— begin Quoted text —

I don't think it's over today because there a number of issues on the table. Things that Bush said in the debate that aren't true, and the fact that Gore has some issues he can fight on. But it is -- he's in a difficult position, there's no doubt about it.

WOODRUFF: Gore in a difficult position, is that how you see it?

BROOKS: Well that's for sure. He's looking into the abyss. Listen, I think, you know...

WOODRUFF: You think it's that bad?

BROOKS: Yes, I really do, because it's not a question of who won the debates on style points. It's not a question of who loomed over who, who invaded who's space. And it's a question of substance.

Al Gore made a strategic decision at the Democratic convention and then again at the third debate to be a fighter, to be an angry, progressive populist -- not to rush to the center the way people always do at the end of the campaigns but to rush to the left. And the people on the left are happy with him, but it's just not where the country wanted to go. And that is the substantive problem with his campaign. It was submerged a little after the convention. It's looming now.

— end Quoted text —

Problems and tasks:
1 - Reproduce the stretch of the transcript from "I don't think" through "think, you know...", swapping "difficult position" for "tough spot".
2 - In the transcript, where does Brooks say Gore chose to rush instead of to the center?

— begin Source material —

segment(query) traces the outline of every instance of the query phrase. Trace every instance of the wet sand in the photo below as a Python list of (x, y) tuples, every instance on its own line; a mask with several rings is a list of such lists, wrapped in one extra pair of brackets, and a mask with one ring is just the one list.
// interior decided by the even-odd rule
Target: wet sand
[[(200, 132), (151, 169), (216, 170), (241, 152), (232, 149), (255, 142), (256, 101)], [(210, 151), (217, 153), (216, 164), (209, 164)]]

— end Source material —

Answers to each task:
1 -
I don't think it's over today because there a number of issues on the table. Things that Bush said in the debate that aren't true, and the fact that Gore has some issues he can fight on. But it is -- he's in a tough spot, there's no doubt about it.

WOODRUFF: Gore in a tough spot, is that how you see it?

BROOKS: Well that's for sure. He's looking into the abyss. Listen, I think, you know...

2 - To the left.